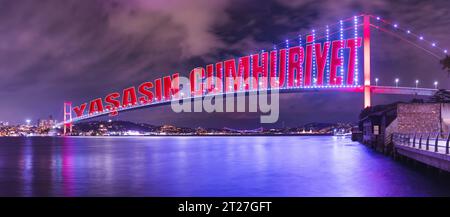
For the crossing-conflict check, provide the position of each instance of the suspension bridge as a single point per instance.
(334, 58)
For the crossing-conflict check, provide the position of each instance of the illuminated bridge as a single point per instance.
(333, 58)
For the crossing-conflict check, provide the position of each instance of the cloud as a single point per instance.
(77, 50)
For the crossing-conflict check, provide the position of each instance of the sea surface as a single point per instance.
(207, 166)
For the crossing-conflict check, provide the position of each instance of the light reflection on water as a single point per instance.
(206, 166)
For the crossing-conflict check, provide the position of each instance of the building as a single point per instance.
(46, 123)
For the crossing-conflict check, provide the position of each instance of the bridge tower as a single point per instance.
(67, 117)
(367, 89)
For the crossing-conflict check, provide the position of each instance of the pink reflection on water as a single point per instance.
(67, 167)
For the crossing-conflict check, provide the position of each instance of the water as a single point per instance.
(206, 166)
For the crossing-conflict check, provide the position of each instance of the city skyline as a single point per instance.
(57, 71)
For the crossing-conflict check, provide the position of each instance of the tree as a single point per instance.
(446, 63)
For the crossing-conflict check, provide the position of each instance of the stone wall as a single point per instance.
(419, 118)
•••••
All of the material above should be reproduced exactly, except the pictures.

Response to this task>
For the crossing-conflict check, provide the position of each instance of the suspension bridge as a single point per instance.
(334, 58)
For the crossing-conflict check, provide the position of each instance of the illuminated bridge as a single point per instance.
(333, 58)
For the crossing-conflict check, provide the position of each instance of the cloud as a single point per instance.
(77, 50)
For the crossing-conflict check, provide the position of each instance of the sea surface as a single point per instance.
(207, 166)
For the crossing-conflict check, provide the position of each instance of the light reflection on water as a single point per instance.
(206, 166)
For the crossing-conflict check, provide the position of each instance of the building as a single point per instance.
(46, 123)
For the crossing-conflict check, provide the position of each instance of the bridge tower as a single point per instance.
(67, 117)
(367, 89)
For the crossing-conflict check, provide the position of each instance of the pink reflection on water as a single point per instance.
(67, 167)
For the crossing-conflict check, provide the position of each instance of the water as a single point per instance.
(206, 166)
For the crossing-conflict check, provide the position of each instance of the city skyline as a single point per instance.
(57, 71)
For the crossing-conflict check, provide the position of each instance of the tree as a single point per instance.
(446, 63)
For the crossing-conflict check, provide the position of each instance of the stone wall as a single point per instance.
(419, 118)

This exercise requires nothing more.